• **Brief 1**
Summarize the excerpt about a paragraph on a May 2002 meeting in two sentences.

The paragraph almost appears to be a non-sequitur. The previous paragraphs discuss the series of meetings in 2002 that discussed the challenges of war in Iraq, without first addressing the question of "whether" war in Iraq was a good idea. Then the two paragraphs directly preceding this one pose the question, "When did you know for sure that we were going to war in Iraq"–but they focus on July 2002, not May. And the paragraphs following this one discuss the July 2002 Downing Street Memos amd Dearlove’s explanation to Tenet that he had concluded at the July 2002 meeting that war was "inevitable." (They also describe Dearlove disputing Libby’s allegations of a tie between al Qaeda and Iraq.)

So ostensibly, at least, this paragraph about May 2002 might be there for contrast–the previous meetings with which Dearlove was comparing the July 2002 meetings, after which he concluded there had been a "perceptible shift" and the war was definitely going to happen. Except that Tenet offers no details about what was said at that May 2002 meeting (note, Tenet did not apparently attend).

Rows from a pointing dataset

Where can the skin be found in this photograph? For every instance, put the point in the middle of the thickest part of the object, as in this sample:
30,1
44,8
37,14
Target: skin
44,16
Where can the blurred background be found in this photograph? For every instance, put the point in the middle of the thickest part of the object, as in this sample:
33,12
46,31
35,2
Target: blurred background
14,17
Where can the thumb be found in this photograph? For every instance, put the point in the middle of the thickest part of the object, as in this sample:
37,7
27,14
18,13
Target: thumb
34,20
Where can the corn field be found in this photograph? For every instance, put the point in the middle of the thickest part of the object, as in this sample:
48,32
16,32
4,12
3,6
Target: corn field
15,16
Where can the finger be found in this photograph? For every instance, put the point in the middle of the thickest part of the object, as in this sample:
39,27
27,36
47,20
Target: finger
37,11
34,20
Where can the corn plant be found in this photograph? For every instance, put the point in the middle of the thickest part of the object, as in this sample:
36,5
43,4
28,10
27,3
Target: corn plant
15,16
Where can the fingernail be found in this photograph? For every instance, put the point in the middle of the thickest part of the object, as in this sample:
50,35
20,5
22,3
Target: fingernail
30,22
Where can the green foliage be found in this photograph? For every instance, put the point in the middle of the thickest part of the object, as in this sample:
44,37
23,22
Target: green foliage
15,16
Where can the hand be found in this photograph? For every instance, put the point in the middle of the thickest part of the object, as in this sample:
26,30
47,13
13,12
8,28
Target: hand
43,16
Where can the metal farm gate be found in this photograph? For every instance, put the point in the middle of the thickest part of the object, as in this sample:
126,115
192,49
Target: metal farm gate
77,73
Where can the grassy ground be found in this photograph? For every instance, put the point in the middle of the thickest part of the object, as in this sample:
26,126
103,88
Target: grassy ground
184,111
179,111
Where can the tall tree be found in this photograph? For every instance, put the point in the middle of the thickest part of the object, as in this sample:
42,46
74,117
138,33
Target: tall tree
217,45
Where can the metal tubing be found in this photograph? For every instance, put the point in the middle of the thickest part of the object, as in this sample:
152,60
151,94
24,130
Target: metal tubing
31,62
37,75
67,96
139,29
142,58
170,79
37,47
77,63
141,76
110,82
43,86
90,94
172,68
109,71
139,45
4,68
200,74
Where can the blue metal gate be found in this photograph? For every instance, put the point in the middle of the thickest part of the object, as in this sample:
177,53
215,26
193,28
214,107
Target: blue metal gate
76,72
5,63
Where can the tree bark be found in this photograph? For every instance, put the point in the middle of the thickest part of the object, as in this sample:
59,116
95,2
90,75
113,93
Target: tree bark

• **Brief 2**
Turn the records into a numbered list, starting at the line that has "Where can the tree" and running through the end of the records, with blank lines left out.

• **Task result 1**
The paragraph about May 2002 seems like a non-sequitur because the surrounding paragraphs deal with the 2002 meetings on the challenges of war in Iraq, the question of when war became certain in July 2002, and the July 2002 Downing Street Memos with Dearlove's conclusion that war was "inevitable." It may be there as a contrast with the earlier meetings Dearlove compared against the July ones, but Tenet gives no details about what was said at the May 2002 meeting.

• **Task result 2**
1. Where can the tree bark be found in this photograph? For every instance, put the point in the middle of the thickest part of the object, as in this sample:
2. 59,116
3. 95,2
4. 90,75
5. 113,93
6. Target: tree bark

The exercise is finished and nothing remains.